* Listed entries *
• • •

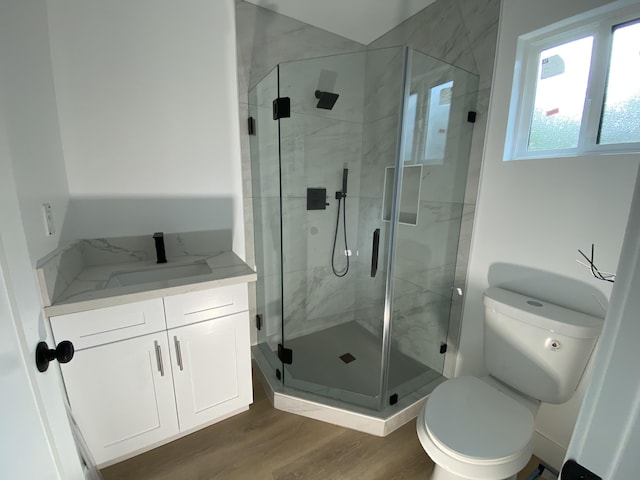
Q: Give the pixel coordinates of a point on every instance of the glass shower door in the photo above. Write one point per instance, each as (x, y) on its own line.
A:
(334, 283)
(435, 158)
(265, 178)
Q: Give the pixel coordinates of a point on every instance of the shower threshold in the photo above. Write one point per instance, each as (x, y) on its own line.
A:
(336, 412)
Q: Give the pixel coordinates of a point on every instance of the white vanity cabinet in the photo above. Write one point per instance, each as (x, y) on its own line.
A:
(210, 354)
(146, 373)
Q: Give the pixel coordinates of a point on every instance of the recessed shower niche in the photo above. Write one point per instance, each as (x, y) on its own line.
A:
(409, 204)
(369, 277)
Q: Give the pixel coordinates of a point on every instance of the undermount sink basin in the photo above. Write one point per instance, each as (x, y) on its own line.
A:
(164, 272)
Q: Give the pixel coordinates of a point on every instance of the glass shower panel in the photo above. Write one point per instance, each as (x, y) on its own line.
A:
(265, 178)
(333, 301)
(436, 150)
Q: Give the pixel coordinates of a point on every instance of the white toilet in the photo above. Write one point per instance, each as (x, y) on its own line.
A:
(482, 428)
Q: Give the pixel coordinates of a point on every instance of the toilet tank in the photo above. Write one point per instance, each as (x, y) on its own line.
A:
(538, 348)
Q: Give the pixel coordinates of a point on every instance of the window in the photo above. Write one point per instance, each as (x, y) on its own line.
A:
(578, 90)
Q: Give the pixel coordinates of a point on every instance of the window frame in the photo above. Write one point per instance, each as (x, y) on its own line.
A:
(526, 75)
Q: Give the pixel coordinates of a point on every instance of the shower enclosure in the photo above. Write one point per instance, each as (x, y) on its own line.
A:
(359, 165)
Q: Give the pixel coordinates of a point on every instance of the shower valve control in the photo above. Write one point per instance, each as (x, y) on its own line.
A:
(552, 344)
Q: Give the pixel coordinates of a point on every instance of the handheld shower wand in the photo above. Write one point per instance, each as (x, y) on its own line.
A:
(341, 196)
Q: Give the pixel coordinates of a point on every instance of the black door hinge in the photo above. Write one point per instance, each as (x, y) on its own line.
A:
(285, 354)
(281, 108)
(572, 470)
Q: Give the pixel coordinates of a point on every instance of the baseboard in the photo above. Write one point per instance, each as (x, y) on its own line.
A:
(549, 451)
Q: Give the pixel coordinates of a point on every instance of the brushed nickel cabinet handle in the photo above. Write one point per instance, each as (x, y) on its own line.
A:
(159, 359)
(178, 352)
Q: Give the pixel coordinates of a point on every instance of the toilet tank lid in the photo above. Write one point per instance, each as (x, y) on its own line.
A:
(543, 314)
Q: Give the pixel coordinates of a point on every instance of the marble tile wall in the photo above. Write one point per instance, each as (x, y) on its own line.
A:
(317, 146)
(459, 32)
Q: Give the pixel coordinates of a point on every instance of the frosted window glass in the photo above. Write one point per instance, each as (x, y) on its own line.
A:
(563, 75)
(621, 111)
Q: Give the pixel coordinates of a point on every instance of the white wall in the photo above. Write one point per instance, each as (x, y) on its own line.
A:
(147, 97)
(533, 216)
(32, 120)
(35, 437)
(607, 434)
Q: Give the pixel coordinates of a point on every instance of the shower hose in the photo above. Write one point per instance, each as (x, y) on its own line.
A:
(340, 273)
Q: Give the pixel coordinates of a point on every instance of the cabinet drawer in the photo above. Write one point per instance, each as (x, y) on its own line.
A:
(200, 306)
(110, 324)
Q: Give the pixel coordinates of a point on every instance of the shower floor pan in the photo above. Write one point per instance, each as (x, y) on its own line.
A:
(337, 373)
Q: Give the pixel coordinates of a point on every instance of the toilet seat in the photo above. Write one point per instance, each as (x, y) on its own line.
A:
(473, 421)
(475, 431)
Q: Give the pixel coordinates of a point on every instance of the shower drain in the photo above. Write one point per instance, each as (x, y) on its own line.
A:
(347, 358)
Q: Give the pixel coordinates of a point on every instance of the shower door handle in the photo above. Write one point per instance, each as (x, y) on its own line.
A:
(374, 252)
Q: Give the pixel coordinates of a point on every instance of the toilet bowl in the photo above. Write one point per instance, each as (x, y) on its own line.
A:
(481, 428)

• • •

* Required task *
Exactly reproduce the lines that run from the line with "the toilet seat" through the last line of the records, inclusive.

* Task output *
Q: Give the pixel coordinates of a point on every instance of the toilet seat in the photo above. Write one point per instance, each as (x, y) on its own line.
A:
(473, 421)
(475, 431)
Q: Give the pixel coordinates of a point on every instance of the shower drain in the photo above. Write one point per instance, each as (x, y) on its own line.
A:
(347, 358)
Q: Give the pixel coordinates of a point on every instance of the shower door handle in the photo above. Write one point per instance, each as (x, y) on its own line.
A:
(374, 252)
Q: Give the pixel coordinates of a point on every instance of the toilet bowl in the photo above. Write one point per instance, each as (x, y) on its own line.
A:
(481, 428)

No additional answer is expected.